⟨

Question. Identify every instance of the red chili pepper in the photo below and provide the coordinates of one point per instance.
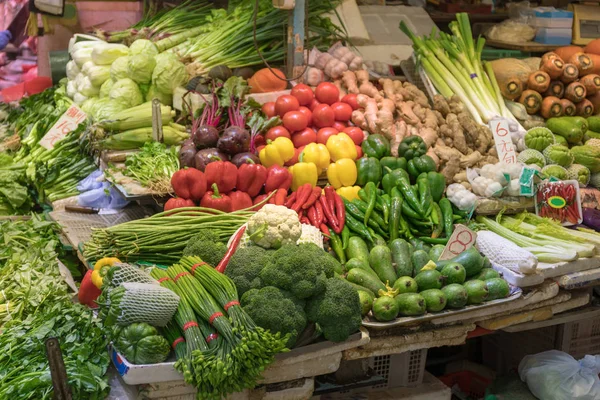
(312, 198)
(290, 201)
(232, 248)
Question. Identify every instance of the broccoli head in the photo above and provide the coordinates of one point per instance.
(336, 310)
(245, 265)
(276, 310)
(297, 269)
(206, 245)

⟩

Can you rewrite all the items above, wording included, with every point coordinate in the answers raised by 38 and the pictures left out?

Question. Identify every instance of the red chili pepper in the photo below and provide the coordinates of one point per instance.
(350, 236)
(328, 239)
(270, 286)
Question. Identify every instance of the broccoli head in the photo above and provide the coordinates of one point per instance.
(374, 348)
(283, 303)
(314, 348)
(335, 307)
(244, 283)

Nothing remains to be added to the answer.